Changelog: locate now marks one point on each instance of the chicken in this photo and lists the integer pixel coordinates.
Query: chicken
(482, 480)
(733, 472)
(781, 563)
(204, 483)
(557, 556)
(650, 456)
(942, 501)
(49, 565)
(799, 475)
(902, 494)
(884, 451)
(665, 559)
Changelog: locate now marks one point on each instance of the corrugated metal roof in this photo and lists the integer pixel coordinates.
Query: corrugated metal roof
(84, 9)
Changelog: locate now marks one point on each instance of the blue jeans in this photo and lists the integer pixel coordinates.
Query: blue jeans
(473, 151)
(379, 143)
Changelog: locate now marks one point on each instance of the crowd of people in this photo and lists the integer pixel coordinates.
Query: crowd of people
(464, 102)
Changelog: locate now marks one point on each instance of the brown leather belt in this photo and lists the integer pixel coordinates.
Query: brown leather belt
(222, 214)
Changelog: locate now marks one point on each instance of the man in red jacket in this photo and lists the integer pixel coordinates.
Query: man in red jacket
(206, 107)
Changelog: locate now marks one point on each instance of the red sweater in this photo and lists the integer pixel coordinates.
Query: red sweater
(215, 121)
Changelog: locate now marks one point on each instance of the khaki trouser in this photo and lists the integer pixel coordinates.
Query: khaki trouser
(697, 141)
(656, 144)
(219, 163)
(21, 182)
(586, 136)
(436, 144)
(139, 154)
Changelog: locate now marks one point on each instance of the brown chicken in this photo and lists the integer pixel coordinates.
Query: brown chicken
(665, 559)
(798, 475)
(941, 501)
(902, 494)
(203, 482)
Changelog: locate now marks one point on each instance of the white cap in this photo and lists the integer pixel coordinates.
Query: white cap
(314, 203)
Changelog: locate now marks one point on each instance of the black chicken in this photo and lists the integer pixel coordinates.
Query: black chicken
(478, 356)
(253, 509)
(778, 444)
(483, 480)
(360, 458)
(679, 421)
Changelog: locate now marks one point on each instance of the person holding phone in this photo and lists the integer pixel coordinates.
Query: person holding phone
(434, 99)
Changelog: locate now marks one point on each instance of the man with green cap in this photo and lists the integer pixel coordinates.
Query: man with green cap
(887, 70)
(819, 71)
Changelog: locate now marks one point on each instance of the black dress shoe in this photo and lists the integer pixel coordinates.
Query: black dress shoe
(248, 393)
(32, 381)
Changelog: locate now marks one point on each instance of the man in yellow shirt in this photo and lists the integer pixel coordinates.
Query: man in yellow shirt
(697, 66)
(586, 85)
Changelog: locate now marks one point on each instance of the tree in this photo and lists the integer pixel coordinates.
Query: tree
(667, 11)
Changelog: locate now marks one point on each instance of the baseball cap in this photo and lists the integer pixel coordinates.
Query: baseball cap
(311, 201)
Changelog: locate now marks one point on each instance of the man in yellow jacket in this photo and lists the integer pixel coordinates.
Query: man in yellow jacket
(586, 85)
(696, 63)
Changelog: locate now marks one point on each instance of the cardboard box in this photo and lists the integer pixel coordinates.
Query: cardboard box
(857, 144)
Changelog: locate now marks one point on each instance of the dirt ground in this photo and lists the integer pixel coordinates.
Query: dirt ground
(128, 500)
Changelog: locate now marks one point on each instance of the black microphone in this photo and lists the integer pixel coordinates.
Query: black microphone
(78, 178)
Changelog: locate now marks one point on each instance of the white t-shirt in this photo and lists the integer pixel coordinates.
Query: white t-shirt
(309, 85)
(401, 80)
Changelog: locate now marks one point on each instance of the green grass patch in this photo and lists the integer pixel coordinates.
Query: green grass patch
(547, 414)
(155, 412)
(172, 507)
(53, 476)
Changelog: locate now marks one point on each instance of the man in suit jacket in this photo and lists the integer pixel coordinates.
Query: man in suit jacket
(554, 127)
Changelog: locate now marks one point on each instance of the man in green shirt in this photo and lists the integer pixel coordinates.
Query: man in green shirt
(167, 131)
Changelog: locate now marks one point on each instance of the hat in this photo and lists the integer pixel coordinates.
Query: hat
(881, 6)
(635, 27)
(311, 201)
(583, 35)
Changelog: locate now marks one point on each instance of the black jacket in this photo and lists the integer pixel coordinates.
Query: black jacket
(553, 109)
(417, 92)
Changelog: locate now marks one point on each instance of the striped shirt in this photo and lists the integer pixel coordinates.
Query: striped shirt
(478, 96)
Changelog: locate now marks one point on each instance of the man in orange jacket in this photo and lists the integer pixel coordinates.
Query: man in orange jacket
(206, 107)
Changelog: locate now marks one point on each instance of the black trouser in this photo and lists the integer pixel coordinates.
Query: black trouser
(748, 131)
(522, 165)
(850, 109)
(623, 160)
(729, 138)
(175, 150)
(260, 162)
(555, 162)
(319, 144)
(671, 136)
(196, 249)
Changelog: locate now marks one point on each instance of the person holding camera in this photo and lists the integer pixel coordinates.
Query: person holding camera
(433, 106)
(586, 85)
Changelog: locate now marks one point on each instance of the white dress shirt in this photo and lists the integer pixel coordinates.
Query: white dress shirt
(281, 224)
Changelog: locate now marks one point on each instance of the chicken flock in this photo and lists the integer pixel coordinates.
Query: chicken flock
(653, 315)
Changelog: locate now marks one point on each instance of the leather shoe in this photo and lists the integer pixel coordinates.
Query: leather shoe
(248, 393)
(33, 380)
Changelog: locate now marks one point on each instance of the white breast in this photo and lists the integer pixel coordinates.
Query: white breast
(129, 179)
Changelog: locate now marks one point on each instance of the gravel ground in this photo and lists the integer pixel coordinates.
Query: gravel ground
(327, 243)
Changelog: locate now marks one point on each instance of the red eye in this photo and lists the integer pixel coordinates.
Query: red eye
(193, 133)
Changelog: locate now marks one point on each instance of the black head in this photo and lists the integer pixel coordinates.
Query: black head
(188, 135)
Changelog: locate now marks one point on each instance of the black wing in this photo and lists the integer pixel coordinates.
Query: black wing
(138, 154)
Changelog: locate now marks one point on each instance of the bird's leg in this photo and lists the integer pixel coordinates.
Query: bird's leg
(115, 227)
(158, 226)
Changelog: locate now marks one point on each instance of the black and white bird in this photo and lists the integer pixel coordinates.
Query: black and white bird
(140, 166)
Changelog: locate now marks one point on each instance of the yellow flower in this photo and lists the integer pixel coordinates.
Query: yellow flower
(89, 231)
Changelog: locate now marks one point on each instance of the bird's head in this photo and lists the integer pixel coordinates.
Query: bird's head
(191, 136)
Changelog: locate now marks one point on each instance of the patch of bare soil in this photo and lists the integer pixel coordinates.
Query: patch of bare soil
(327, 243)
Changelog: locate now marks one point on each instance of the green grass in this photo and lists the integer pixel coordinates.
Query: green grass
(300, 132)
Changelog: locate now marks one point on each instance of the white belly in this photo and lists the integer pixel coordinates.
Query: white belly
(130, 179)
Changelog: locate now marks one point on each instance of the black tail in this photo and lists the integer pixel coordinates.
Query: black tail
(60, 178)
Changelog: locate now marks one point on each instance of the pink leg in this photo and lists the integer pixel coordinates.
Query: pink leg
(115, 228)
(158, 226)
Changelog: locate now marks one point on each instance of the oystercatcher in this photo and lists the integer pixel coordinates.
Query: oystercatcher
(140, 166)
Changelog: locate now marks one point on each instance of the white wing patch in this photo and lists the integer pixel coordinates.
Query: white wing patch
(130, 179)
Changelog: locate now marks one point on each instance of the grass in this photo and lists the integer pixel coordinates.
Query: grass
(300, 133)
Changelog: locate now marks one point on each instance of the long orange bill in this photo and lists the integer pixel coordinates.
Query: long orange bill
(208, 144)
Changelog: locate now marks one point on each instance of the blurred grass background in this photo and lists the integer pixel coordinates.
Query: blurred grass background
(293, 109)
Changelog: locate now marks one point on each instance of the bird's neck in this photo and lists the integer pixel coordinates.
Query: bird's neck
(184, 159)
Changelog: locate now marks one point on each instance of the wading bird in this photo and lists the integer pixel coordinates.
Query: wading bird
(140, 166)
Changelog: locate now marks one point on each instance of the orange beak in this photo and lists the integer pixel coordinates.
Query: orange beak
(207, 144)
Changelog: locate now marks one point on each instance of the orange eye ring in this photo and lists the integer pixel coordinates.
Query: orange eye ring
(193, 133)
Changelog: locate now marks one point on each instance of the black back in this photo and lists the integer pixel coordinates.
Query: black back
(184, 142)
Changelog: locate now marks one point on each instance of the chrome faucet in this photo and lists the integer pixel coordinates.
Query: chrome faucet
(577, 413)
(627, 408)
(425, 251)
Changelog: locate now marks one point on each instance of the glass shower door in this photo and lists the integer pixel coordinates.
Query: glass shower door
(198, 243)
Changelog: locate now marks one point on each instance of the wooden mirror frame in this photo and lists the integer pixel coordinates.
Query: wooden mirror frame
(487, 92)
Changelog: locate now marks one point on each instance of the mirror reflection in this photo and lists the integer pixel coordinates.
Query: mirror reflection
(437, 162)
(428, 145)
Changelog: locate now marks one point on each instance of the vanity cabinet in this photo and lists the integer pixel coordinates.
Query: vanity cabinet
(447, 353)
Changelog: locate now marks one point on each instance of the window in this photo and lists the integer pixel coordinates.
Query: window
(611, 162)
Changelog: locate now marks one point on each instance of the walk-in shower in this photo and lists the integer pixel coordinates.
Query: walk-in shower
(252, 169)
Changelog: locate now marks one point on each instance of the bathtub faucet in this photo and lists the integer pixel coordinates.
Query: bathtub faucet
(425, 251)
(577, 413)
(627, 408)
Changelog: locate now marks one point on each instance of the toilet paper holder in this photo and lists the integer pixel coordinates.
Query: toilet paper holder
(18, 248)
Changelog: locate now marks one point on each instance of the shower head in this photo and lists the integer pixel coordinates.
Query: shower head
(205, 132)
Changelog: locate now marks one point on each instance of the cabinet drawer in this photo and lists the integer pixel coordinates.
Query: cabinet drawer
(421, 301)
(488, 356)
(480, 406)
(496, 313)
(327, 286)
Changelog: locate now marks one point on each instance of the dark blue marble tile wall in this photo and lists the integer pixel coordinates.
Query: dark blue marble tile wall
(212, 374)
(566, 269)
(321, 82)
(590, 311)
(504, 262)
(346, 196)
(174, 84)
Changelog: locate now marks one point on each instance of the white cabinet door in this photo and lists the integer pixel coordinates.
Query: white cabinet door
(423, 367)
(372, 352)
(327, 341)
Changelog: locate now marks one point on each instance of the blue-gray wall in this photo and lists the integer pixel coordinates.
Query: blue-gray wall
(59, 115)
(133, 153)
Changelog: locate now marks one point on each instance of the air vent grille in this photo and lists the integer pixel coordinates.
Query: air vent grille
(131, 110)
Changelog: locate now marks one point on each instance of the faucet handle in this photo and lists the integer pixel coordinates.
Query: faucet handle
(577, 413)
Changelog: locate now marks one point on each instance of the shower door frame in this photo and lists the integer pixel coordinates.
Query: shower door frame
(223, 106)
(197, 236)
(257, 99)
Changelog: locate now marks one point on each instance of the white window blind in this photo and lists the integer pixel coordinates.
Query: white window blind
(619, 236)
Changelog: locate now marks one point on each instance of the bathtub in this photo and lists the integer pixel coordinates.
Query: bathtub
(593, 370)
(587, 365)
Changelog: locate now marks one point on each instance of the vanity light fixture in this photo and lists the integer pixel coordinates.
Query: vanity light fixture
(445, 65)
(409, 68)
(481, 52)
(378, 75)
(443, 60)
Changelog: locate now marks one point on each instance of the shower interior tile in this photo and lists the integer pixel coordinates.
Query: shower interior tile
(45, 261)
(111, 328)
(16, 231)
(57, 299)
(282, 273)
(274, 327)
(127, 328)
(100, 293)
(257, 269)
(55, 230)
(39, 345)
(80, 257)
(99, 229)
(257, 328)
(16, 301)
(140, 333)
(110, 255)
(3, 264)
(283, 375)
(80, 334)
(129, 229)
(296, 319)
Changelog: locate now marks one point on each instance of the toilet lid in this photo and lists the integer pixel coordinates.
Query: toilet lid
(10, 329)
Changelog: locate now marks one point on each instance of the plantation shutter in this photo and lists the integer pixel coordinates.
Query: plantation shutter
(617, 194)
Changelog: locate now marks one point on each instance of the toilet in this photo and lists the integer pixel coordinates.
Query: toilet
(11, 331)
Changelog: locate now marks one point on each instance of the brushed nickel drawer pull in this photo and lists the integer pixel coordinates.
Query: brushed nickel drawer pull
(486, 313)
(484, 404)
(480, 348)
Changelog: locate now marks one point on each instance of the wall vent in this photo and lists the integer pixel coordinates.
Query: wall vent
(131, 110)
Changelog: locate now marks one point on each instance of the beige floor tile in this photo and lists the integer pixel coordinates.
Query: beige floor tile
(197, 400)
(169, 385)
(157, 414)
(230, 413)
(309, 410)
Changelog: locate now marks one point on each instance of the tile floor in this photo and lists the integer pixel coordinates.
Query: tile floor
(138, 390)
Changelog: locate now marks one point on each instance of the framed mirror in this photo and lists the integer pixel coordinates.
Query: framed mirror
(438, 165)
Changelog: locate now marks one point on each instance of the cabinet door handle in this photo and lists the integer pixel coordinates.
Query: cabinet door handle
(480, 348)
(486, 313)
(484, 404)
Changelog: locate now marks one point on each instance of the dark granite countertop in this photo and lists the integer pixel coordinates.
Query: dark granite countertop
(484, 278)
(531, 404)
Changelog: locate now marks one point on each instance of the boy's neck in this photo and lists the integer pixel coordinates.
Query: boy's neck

_____

» SHORT EXERCISE
Quote, without alteration, the final stretch of the entries: the line with "of the plantation" onward to the last line.

» REPLY
Changelog: locate now marks one point on each instance of the plantation shutter in this photo and lists the integer pixel coordinates.
Query: plantation shutter
(617, 194)
Changelog: locate now marks one point on each instance of the toilet in this photo and lists the integer pixel coordinates.
Query: toilet
(11, 331)
Changelog: locate now marks one point on each instance of the brushed nickel drawer pull in this photo and lists the integer pixel coordinates.
Query: brushed nickel drawer pull
(486, 313)
(484, 404)
(480, 348)
Changelog: locate now marks one point on each instance of the wall vent in this photo and lists the integer pixel coordinates.
Query: wall vent
(131, 110)
Changelog: locate now marks one point on each instance of the beige floor tile in this photo and lists the integer pixel coordinates.
Query: beige floor tile
(197, 400)
(169, 385)
(157, 414)
(230, 413)
(309, 410)
Changelog: locate now marks one point on each instance of the tile floor in this photo and lists the integer pixel coordinates.
Query: tile floor
(138, 390)
Changelog: locate now marks one point on each instance of the framed mirror in this photo and lists the integer pixel coordinates.
Query: framed mirror
(438, 165)
Changelog: locate now marks one point on each instance of the cabinet door handle in this photo and lists the integer pixel coordinates.
Query: cabinet door handle
(480, 348)
(486, 313)
(484, 404)
Changelog: locate now marks one point on each instance of the dark granite countertop in this photo and lists the integer pixel coordinates.
Query: dark granite countertop
(484, 278)
(531, 404)
Changelog: locate now marks one point on each instance of the boy's neck in this photo and lists the integer pixel coordinates.
Query: boy's neck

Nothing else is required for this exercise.